**PAGE TEXT:**
>>>
All of lore.kernel.org
 help / color / mirror / Atom feed
From: Arnaldo Carvalho de Melo <acme@kernel.org>
To: Peter Zijlstra <peterz@infradead.org>
Cc: Ingo Molnar <mingo@kernel.org>,
	Alexei Starovoitov <alexei.starovoitov@gmail.com>,
	Daniel Borkmann <daniel@iogearbox.net>,
	Jamal Hadi Salim <jhs@mojatatu.com>,
	Linux Kernel Mailing List <linux-kernel@vger.kernel.org>,
	Linux Networking Development Mailing List 
	<netdev@vger.kernel.org>
Subject: [PATCH/RFC] Make perf_event_open() propagate errors for use in bpf_perf_event_open()
Date: Fri, 11 Jan 2019 12:55:38 -0300	[thread overview]
Message-ID: <20190111155538.GX22483@kernel.org> (raw)

Hi Peter,

	bpf_perf_event_open() already returns a value, but if
perf_event_output's output_begin (mostly perf_output_begin) fails,
the only way to know about that is looking before/after the rb->lost,
right?
<<<
**TASKS FOR THIS EXERCISE:**
1 – Per the email, which field has to be checked before and after to find out that output_begin failed?
2 – Pull out every line of the listing that contains the word "shorts".

**GIVEN ENTRIES:**
>>>
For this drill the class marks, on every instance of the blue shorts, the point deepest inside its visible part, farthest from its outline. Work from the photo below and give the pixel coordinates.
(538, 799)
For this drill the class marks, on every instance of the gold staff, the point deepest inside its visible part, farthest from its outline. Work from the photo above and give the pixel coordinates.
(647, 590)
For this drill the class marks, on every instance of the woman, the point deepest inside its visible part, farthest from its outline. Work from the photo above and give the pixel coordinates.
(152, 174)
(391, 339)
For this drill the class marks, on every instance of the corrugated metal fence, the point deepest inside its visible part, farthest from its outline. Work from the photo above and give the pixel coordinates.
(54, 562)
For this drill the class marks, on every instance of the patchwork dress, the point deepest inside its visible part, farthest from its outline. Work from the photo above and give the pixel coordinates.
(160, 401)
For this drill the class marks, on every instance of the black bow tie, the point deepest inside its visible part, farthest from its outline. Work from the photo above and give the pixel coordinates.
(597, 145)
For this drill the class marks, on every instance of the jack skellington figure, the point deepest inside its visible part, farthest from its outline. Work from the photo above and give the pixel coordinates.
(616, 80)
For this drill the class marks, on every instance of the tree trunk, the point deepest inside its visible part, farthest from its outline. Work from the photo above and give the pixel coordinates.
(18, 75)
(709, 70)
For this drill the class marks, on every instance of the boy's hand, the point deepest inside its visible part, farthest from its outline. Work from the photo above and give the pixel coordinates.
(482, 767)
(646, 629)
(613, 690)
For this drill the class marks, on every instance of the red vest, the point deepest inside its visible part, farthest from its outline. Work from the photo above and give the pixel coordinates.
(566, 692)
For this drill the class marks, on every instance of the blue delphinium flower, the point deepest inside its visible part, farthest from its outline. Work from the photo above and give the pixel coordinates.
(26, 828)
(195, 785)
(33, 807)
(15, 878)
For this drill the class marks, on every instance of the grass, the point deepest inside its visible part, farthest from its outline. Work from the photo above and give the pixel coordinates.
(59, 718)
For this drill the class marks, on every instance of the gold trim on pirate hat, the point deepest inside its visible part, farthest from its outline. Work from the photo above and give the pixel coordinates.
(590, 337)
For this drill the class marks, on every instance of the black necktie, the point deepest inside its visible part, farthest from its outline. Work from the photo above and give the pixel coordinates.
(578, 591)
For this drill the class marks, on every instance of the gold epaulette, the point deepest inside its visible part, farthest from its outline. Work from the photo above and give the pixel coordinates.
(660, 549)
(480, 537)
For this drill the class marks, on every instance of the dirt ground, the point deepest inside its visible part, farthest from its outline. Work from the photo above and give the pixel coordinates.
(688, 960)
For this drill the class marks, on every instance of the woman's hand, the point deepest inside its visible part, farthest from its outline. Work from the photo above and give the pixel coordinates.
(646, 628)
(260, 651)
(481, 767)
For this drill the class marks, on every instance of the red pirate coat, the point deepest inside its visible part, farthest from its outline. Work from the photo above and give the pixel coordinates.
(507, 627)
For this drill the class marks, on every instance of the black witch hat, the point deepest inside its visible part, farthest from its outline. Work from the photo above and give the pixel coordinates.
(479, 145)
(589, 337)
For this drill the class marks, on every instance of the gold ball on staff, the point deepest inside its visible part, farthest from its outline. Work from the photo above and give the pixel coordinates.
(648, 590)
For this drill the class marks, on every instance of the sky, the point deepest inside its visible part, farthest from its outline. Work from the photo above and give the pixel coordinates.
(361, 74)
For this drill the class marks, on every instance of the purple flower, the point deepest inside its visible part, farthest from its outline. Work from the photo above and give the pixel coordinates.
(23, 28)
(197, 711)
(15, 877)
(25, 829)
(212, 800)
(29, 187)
<<<
**SOLUTIONS TO EACH TASK:**
1 – rb->lost

2 –
For this drill the class marks, on every instance of the blue shorts, the point deepest inside its visible part, farthest from its outline. Work from the photo below and give the pixel coordinates.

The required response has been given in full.